* [EXERCISE GOAL]:
Put the material below into a Markdown table with the columns No. and Text, one line per row, covering only the stretch from the line containing "One point marks each instance of the green tree." through the end of the material. Omit blank lines.

* [SUPPLIED MATERIAL]:
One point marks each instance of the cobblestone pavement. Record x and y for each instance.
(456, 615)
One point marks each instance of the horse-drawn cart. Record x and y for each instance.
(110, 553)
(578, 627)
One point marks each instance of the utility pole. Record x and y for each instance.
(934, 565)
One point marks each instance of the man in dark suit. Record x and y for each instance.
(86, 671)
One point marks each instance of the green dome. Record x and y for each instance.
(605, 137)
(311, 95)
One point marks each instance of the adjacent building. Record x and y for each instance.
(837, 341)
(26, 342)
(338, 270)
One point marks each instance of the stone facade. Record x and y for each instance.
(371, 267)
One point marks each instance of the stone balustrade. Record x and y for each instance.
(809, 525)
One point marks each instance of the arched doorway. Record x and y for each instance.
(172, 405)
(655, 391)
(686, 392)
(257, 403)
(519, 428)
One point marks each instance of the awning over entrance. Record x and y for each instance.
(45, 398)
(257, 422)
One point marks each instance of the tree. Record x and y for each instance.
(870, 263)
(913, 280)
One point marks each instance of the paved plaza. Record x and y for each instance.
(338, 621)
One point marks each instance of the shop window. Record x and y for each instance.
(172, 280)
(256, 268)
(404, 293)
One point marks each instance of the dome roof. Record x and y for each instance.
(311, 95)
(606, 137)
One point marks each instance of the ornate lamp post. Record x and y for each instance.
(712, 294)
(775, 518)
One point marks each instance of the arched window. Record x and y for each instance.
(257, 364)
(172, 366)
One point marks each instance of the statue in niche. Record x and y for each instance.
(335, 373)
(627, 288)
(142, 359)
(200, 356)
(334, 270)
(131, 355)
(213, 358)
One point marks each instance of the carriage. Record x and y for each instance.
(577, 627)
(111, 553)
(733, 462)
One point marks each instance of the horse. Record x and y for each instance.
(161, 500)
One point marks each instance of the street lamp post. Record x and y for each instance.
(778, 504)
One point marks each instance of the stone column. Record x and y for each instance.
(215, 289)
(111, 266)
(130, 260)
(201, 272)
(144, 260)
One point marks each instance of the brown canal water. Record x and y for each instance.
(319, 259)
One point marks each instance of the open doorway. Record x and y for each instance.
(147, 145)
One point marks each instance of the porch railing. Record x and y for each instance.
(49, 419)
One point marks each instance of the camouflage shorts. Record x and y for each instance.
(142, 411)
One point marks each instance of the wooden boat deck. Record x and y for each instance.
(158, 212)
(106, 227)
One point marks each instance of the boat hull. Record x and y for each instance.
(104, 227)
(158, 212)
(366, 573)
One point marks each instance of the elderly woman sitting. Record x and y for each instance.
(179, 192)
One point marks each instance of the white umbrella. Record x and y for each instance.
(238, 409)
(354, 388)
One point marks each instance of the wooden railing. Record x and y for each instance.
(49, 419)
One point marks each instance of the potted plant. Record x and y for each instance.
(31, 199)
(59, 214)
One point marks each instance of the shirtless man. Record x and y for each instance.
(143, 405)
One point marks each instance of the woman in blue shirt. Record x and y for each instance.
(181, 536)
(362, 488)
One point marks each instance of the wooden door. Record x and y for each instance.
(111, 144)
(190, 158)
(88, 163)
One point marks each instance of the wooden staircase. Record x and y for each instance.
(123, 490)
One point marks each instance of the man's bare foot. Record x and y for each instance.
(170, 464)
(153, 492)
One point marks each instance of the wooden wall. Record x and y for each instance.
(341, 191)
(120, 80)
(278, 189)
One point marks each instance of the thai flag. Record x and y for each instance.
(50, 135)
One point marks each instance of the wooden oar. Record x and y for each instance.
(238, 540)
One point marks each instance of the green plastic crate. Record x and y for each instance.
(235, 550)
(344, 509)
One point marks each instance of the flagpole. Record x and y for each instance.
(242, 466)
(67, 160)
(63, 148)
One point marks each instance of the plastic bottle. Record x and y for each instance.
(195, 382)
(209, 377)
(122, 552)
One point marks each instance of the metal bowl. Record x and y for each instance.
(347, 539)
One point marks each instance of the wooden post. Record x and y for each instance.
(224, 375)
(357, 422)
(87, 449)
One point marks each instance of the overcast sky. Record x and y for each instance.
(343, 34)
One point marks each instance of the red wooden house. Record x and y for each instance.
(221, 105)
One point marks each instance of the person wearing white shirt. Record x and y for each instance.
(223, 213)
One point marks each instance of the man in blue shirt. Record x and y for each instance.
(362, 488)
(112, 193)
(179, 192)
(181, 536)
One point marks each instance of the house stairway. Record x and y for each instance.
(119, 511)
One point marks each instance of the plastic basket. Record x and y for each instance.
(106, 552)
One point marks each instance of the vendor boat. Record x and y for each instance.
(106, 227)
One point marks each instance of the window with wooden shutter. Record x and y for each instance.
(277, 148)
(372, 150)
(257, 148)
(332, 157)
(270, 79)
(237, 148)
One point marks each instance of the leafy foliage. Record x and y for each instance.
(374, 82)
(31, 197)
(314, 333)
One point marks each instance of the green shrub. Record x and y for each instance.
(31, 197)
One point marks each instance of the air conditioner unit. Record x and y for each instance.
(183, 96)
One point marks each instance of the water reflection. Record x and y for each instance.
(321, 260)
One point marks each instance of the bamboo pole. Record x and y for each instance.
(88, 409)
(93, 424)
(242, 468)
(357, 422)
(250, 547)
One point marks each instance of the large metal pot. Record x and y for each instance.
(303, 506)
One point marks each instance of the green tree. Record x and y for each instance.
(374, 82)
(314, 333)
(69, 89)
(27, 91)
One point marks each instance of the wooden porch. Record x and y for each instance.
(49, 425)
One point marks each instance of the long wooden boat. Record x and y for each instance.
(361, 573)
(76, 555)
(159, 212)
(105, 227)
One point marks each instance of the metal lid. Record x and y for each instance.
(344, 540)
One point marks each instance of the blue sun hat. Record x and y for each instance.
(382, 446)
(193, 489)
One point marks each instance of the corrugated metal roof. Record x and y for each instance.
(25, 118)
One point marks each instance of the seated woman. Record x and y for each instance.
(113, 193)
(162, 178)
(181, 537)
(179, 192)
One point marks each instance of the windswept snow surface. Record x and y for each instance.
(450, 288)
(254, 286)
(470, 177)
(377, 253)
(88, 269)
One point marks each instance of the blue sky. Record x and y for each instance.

* [COMPLETE ANSWER]:
| No. | Text |
|---|---|
| 1 | One point marks each instance of the green tree. Record x and y for each instance. |
| 2 | (374, 82) |
| 3 | (314, 333) |
| 4 | (69, 89) |
| 5 | (27, 91) |
| 6 | One point marks each instance of the wooden porch. Record x and y for each instance. |
| 7 | (49, 425) |
| 8 | One point marks each instance of the long wooden boat. Record x and y for each instance. |
| 9 | (361, 573) |
| 10 | (76, 555) |
| 11 | (159, 212) |
| 12 | (105, 227) |
| 13 | One point marks each instance of the metal lid. Record x and y for each instance. |
| 14 | (344, 540) |
| 15 | One point marks each instance of the blue sun hat. Record x and y for each instance. |
| 16 | (382, 446) |
| 17 | (193, 489) |
| 18 | One point marks each instance of the corrugated metal roof. Record x and y for each instance. |
| 19 | (25, 118) |
| 20 | One point marks each instance of the seated woman. Record x and y for each instance. |
| 21 | (113, 193) |
| 22 | (162, 178) |
| 23 | (181, 537) |
| 24 | (179, 192) |
| 25 | One point marks each instance of the windswept snow surface. Record x and y for each instance. |
| 26 | (450, 288) |
| 27 | (254, 286) |
| 28 | (470, 177) |
| 29 | (377, 253) |
| 30 | (88, 269) |
| 31 | One point marks each instance of the blue sky. Record x and y for each instance. |